■ **SET PROBLEM**: Below is a listing; copy all of it exactly.

Stored entries:

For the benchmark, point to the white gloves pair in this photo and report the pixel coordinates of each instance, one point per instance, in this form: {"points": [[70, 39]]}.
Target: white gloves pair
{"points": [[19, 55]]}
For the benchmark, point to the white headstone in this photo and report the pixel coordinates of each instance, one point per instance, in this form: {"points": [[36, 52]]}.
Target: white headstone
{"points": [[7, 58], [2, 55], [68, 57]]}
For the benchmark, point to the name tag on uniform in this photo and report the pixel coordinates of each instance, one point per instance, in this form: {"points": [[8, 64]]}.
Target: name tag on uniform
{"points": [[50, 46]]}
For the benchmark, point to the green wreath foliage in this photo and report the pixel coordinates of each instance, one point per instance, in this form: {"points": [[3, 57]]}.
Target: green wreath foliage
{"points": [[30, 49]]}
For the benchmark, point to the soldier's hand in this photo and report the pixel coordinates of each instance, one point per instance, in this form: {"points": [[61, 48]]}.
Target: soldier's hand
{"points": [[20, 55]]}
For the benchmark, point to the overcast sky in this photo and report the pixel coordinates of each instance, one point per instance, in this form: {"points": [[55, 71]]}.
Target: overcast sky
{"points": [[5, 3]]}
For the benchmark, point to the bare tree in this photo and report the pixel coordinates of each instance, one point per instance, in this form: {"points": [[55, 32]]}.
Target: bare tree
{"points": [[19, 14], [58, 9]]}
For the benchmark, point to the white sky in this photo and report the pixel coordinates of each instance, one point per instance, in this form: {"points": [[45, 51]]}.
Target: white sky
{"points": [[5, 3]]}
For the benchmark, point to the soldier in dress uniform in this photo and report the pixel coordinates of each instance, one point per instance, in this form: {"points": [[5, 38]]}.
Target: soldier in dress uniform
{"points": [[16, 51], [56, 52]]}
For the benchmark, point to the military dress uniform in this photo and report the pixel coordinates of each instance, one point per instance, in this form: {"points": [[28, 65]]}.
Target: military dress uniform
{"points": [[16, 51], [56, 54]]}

■ **COMPLETE RESPONSE**:
For the benchmark, point to the white gloves pair in this photo and report the pixel coordinates of each instance, one point per instance, in this form: {"points": [[70, 39]]}.
Target: white gloves pair
{"points": [[19, 55]]}
For the benchmark, point to the white headstone in this photo and report the pixel coordinates of each instance, one point per instance, in this form: {"points": [[36, 52]]}.
Target: white headstone
{"points": [[7, 58], [2, 55], [68, 57]]}
For the benchmark, point to the name tag on uniform in this photo and report the pixel coordinates of each instance, one point per instance, in this form: {"points": [[8, 64]]}.
Target: name tag on uniform
{"points": [[50, 46]]}
For the benchmark, point to the green wreath foliage in this photo and report the pixel coordinates of each instance, one point per instance, in this form: {"points": [[3, 57]]}.
Target: green wreath foliage
{"points": [[30, 49]]}
For the benchmark, point to the soldier's hand in this photo and report the pixel coordinates of each instance, one point per instance, in this form: {"points": [[61, 48]]}.
Target: soldier's hand
{"points": [[20, 55]]}
For the benchmark, point to the overcast sky in this photo and report the pixel coordinates of each instance, one point per instance, in this form: {"points": [[55, 71]]}.
Target: overcast sky
{"points": [[5, 3]]}
For the benchmark, point to the bare tree in this photo and report the pixel coordinates of each instance, one point per instance, in this form: {"points": [[55, 32]]}.
Target: bare tree
{"points": [[19, 14], [58, 9]]}
For the benchmark, point to the white sky in this photo and report the pixel coordinates of each instance, one point per instance, in this form: {"points": [[45, 51]]}.
Target: white sky
{"points": [[5, 3]]}
For the benchmark, point to the soldier in dress uniform in this photo and report the pixel coordinates of each instance, one point per instance, in this form: {"points": [[5, 38]]}.
Target: soldier in dress uniform
{"points": [[16, 51], [56, 52]]}
For the benchmark, point to the military dress uniform in this photo and report the pixel coordinates of each instance, one point per instance, in this form: {"points": [[28, 65]]}.
Target: military dress uniform
{"points": [[16, 51], [56, 54]]}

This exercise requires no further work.